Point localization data
========================

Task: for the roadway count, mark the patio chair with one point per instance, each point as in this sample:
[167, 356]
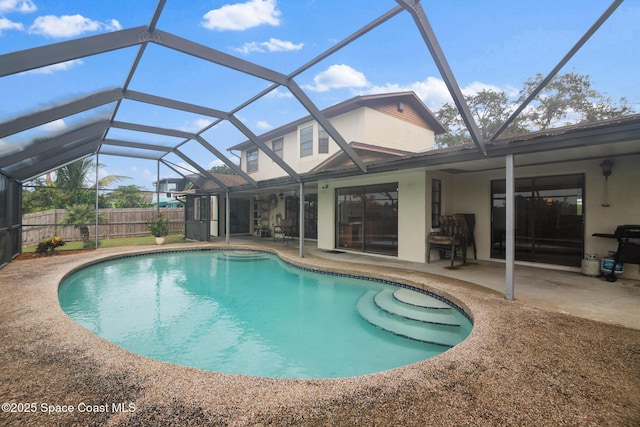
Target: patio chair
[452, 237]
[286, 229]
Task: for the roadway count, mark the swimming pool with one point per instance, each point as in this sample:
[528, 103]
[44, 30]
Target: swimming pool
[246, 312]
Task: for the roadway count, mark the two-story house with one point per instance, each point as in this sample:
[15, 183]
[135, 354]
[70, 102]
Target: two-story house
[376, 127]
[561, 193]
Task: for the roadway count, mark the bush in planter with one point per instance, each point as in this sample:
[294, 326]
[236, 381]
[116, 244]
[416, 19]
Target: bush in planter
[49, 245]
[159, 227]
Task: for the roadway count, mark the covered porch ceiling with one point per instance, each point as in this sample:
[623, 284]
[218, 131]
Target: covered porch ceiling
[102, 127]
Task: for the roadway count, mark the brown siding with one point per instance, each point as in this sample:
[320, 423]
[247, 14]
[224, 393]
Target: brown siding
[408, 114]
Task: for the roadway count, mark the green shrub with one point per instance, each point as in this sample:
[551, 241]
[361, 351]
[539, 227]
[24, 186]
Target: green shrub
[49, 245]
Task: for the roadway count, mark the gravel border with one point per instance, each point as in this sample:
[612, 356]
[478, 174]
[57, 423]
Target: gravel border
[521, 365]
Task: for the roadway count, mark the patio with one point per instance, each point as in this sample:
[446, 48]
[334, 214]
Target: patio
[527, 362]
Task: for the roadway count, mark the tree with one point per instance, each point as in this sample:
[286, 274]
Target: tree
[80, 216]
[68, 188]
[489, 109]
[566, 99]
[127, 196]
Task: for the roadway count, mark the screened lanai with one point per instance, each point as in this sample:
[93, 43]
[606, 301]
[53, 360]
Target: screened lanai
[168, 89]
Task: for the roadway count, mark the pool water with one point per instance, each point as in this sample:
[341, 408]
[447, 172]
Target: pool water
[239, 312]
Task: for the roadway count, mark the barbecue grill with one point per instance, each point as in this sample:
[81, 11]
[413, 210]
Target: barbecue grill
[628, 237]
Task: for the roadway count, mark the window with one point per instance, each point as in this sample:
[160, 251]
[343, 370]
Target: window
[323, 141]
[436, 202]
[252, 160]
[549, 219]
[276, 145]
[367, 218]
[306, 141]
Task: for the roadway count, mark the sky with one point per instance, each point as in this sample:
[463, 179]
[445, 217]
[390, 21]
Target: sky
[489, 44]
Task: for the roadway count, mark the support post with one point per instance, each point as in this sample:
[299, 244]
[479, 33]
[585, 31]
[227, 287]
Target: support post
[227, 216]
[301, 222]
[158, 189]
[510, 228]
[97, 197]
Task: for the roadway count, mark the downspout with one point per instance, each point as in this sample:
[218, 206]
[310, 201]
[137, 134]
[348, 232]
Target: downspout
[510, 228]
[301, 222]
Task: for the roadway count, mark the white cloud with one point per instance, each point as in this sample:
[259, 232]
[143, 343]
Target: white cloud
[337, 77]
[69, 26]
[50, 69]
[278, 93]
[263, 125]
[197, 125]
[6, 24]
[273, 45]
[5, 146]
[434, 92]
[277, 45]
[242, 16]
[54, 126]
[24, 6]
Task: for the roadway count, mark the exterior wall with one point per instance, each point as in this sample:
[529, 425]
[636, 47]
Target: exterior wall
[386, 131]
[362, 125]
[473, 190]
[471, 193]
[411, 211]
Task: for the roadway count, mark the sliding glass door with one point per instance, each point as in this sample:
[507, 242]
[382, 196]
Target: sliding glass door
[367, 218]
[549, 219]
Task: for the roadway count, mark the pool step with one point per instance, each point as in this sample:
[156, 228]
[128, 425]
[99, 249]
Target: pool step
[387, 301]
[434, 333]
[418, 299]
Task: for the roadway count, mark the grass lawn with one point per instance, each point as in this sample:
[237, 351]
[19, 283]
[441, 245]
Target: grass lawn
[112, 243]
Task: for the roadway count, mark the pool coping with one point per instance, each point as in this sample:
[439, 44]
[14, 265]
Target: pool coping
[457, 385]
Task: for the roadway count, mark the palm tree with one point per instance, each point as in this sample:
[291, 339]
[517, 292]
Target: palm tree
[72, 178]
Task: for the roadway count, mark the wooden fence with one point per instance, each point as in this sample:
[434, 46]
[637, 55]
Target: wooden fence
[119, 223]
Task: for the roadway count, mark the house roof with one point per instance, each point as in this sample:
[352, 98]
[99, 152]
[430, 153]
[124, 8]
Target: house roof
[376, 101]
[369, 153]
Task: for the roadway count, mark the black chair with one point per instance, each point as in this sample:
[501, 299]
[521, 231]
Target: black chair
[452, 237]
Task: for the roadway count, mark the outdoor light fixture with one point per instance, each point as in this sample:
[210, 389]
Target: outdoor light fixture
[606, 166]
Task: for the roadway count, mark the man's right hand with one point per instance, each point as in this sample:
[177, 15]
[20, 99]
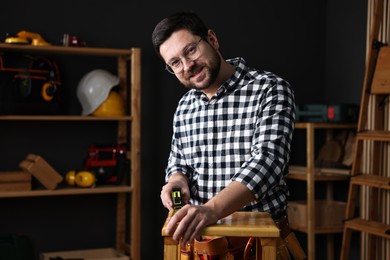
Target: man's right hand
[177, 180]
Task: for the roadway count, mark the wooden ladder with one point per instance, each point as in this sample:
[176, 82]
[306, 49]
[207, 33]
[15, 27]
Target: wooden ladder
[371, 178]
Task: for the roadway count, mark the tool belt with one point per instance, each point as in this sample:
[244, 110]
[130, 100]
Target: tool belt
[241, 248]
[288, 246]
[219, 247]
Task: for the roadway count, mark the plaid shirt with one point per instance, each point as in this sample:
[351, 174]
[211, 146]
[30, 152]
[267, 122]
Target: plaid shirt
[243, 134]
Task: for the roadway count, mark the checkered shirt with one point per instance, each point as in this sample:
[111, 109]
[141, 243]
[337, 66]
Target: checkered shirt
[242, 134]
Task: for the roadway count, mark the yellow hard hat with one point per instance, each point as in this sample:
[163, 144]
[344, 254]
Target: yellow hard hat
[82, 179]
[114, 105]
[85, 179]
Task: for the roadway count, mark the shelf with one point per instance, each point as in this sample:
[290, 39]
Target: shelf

========================

◆ **ASSIGNED TASK**:
Strip the images and return the remaining data exactly.

◆ **REPLY**:
Task: for the roadway count, mark the patio chair with one point per instance, each point as in this sample:
[167, 356]
Target: patio chair
[452, 237]
[286, 229]
Task: for the roadway count, mark the swimming pool with one point per instance, each point as in this sample:
[528, 103]
[44, 30]
Target: swimming pool
[246, 312]
Task: for the roadway count, mark the two-story house with one point per instance, each point as in this sample:
[15, 183]
[135, 354]
[70, 102]
Target: two-story house
[376, 127]
[561, 193]
Task: for the roadway count, mark the bush in planter with one point per instance, each point as in this sample:
[294, 326]
[236, 381]
[116, 244]
[416, 19]
Target: bush in planter
[49, 245]
[159, 227]
Task: for the roadway count, mark the covered porch ceiling with one point per instance, each point as in this sample:
[623, 284]
[218, 131]
Target: covered porch ceiling
[102, 127]
Task: for the roadway count, mark the brown siding with one point per instance, each point as in this sample:
[320, 423]
[247, 14]
[224, 393]
Target: brown siding
[408, 114]
Task: for the roadway count, mark the green shrub with one point per instance, each point as in this sample:
[551, 241]
[361, 351]
[539, 227]
[24, 186]
Target: green shrub
[49, 245]
Task: for the roadway count, mark the gravel border with one point per instance, each point as in this sample:
[612, 356]
[478, 174]
[57, 423]
Target: gravel border
[521, 365]
Task: for the roadway count, mark the patio with one point per instance, each point as in this sample:
[446, 48]
[334, 214]
Target: patio
[527, 362]
Task: for the roadway count, mark the tree with one point per instance, each point as in this sample:
[286, 274]
Target: tree
[80, 216]
[68, 188]
[489, 109]
[566, 99]
[127, 196]
Task: for the roadway count, mark the screened lanai with one point per instance, each point as in this sample:
[93, 43]
[606, 301]
[53, 360]
Target: screened lanai
[168, 89]
Task: for the roadway count, mark the pool water with one point per instance, each point as in this sample:
[341, 408]
[447, 172]
Target: pool water
[239, 312]
Task: for the roadway count, mark the barbecue grill with one point per instance, each point as in this sample:
[81, 11]
[413, 210]
Target: barbecue grill
[628, 237]
Task: for the roadway count, mark the window with one point per instance, each point as in this sample:
[160, 251]
[343, 370]
Target: window
[323, 141]
[436, 202]
[252, 160]
[549, 219]
[276, 145]
[367, 218]
[306, 141]
Task: for the roadway count, mark the sky with one point per instance, each point as in this sample:
[463, 179]
[445, 217]
[390, 21]
Target: sky
[489, 44]
Task: for the roadway count, mark the support post with one point per instance, each point as in this sample:
[299, 244]
[479, 33]
[585, 31]
[227, 287]
Target: support post
[227, 216]
[301, 222]
[158, 189]
[510, 228]
[97, 197]
Task: for the roadway count, mark the downspout with one point per instance, each point as in this sample:
[218, 206]
[310, 201]
[137, 134]
[348, 232]
Target: downspout
[510, 228]
[301, 222]
Task: for the roadway count, mark the white cloud with one point per instance, each point as in this sample:
[259, 232]
[143, 343]
Target: white cloud
[337, 77]
[69, 26]
[50, 69]
[278, 93]
[263, 125]
[197, 125]
[6, 24]
[273, 45]
[5, 146]
[434, 92]
[277, 45]
[242, 16]
[54, 126]
[24, 6]
Task: for the roadway count, mark the exterior wall with one point per instance, each point as in this sample:
[529, 425]
[636, 47]
Target: exterior wall
[386, 131]
[362, 125]
[473, 190]
[471, 193]
[411, 211]
Task: for the roadway count, mark the sliding glass door with one point per instance, each point as in this sample:
[507, 242]
[382, 196]
Target: sliding glass door
[367, 218]
[549, 219]
Task: for the roadway count, mark the pool step with one point per instance, each point as in this sample:
[156, 228]
[128, 425]
[99, 249]
Target: pool step
[387, 301]
[434, 333]
[418, 299]
Task: for the roadway count, mark the grass lawn with one point per instance, each point as in this sample:
[237, 351]
[19, 283]
[441, 245]
Target: grass lawn
[112, 243]
Task: for the roadway count, mark the pool coping with one point per instance, each point as in this sample:
[439, 44]
[14, 265]
Target: pool coping
[457, 385]
Task: for the roadway count, mark the palm tree with one point per instance, each point as in this sample:
[291, 339]
[517, 292]
Target: palm tree
[72, 178]
Task: for the roadway count, mark the wooden fence with one point per instance, each point as in this sample:
[434, 46]
[637, 55]
Target: wooden fence
[119, 223]
Task: for the roadway count, mark the house roof with one point per instance, each point as in this sample:
[352, 98]
[99, 152]
[430, 153]
[124, 8]
Target: house roof
[376, 101]
[369, 153]
Task: for the roadway count, mark the black chair with one point per instance, each point as in this sample:
[501, 299]
[521, 231]
Target: black chair
[452, 237]
Task: for the roadway count, mark the outdoor light fixture with one point per instance, each point as in this sample:
[210, 389]
Target: outdoor light fixture
[606, 166]
Task: for the roadway count, mark the man's right hand with one point per instance, each point as in this sample:
[177, 15]
[20, 99]
Target: man's right hand
[177, 180]
Task: for the roadway count, mark the wooden ladder with one point per instance, each point as in this sample:
[176, 82]
[306, 49]
[207, 33]
[15, 27]
Target: wooden ladder
[371, 178]
Task: for the roadway count, mark the tool belt with one point per instance, each point as in this sample:
[244, 110]
[130, 100]
Target: tool belt
[241, 248]
[288, 246]
[219, 247]
Task: for the roadway count, mark the plaid shirt with one point per instance, each point as in this sample:
[351, 174]
[211, 146]
[30, 152]
[267, 122]
Target: plaid shirt
[243, 134]
Task: for the roadway count, mark the checkered shirt with one point per instance, each point as in this sample:
[111, 109]
[141, 243]
[337, 66]
Target: checkered shirt
[242, 134]
Task: for the roadway count, mark the yellow hard hat with one point per instance, each point as in this sample:
[163, 144]
[344, 254]
Target: yellow hard hat
[82, 179]
[114, 105]
[85, 179]
Task: for the roadway count, mark the shelf with one point per instance, each point as in this sample:
[290, 39]
Target: shelf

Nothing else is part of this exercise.